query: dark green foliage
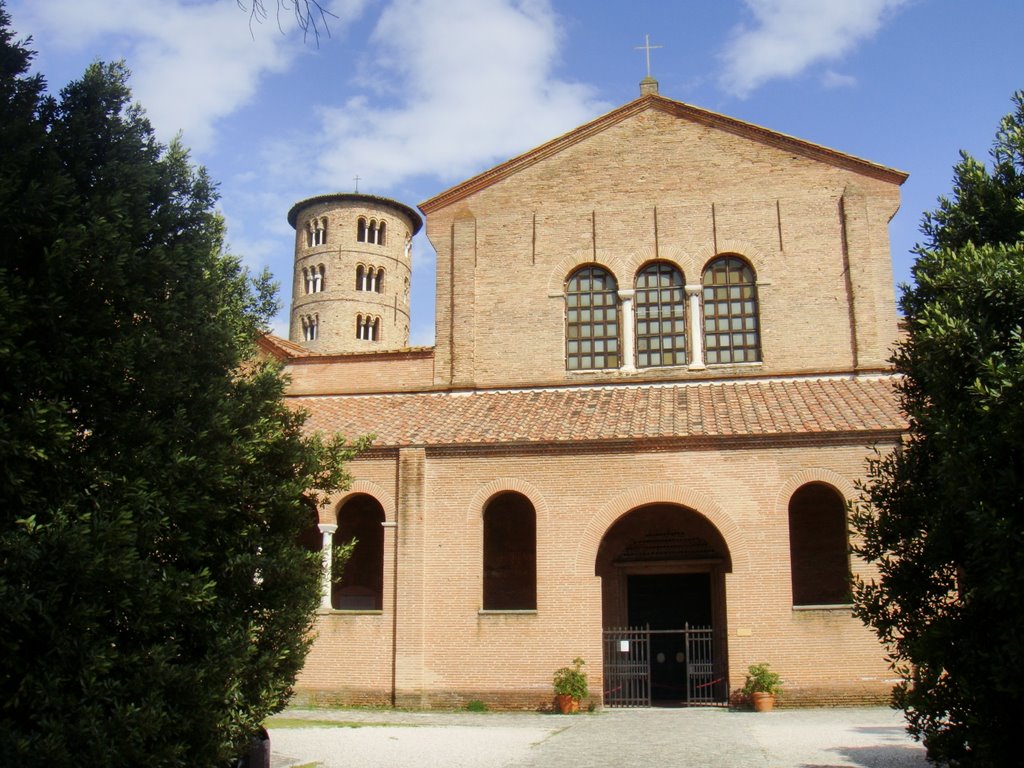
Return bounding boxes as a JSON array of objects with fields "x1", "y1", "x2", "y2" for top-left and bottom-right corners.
[
  {"x1": 852, "y1": 91, "x2": 1024, "y2": 766},
  {"x1": 919, "y1": 93, "x2": 1024, "y2": 254},
  {"x1": 0, "y1": 6, "x2": 364, "y2": 765}
]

----------

* **Task goal**
Go through the data and return every word of it verbatim, leaving out the pictures.

* **Final answer**
query: dark green foliage
Return bounding boxes as a JSON array of objects with fields "x1", "y1", "x2", "y2" for top-left and bottom-right corners.
[
  {"x1": 852, "y1": 91, "x2": 1024, "y2": 766},
  {"x1": 919, "y1": 93, "x2": 1024, "y2": 254},
  {"x1": 0, "y1": 6, "x2": 364, "y2": 765}
]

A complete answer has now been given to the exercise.